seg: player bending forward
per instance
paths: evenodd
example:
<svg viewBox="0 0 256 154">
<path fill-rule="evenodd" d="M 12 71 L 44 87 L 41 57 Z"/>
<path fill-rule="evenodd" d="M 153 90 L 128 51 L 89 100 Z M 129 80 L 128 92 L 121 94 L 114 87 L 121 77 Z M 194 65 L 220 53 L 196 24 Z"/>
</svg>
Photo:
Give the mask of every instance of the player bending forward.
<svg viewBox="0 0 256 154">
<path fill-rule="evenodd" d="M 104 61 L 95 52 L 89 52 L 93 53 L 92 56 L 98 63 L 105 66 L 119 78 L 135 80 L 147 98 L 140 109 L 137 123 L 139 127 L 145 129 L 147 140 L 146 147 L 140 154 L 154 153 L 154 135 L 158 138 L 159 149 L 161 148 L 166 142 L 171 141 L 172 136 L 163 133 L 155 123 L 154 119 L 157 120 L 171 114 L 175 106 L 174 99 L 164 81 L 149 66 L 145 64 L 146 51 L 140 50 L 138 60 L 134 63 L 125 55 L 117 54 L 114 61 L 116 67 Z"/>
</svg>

=======

WRITTEN EXERCISE:
Render every line of the records above as a Markdown table with two columns, Row and Line. Number the rows and skip any blank lines.

RESPONSE:
| Row | Line |
|---|---|
| 1 | seg: player bending forward |
| 2 | per instance |
| 3 | paths: evenodd |
| 4 | example: |
| 5 | <svg viewBox="0 0 256 154"> |
| 6 | <path fill-rule="evenodd" d="M 12 71 L 44 87 L 41 57 Z"/> |
| 7 | <path fill-rule="evenodd" d="M 153 90 L 128 51 L 89 100 Z M 129 80 L 128 92 L 121 94 L 114 87 L 121 77 Z M 194 65 L 220 53 L 196 24 Z"/> |
| 8 | </svg> |
| 9 | Photo: |
| 10 | Give the mask of every instance of the player bending forward. |
| 11 | <svg viewBox="0 0 256 154"> |
| 12 | <path fill-rule="evenodd" d="M 104 61 L 95 52 L 89 52 L 93 53 L 92 56 L 98 63 L 105 66 L 119 78 L 135 80 L 147 98 L 140 109 L 137 123 L 139 127 L 145 129 L 147 140 L 146 147 L 140 154 L 154 153 L 154 135 L 158 138 L 159 149 L 161 148 L 166 142 L 171 141 L 172 136 L 163 133 L 155 123 L 154 119 L 157 120 L 171 114 L 175 106 L 174 99 L 164 81 L 149 66 L 145 64 L 146 51 L 140 50 L 138 60 L 134 63 L 125 55 L 117 54 L 114 61 L 116 67 Z"/> |
| 13 | </svg> |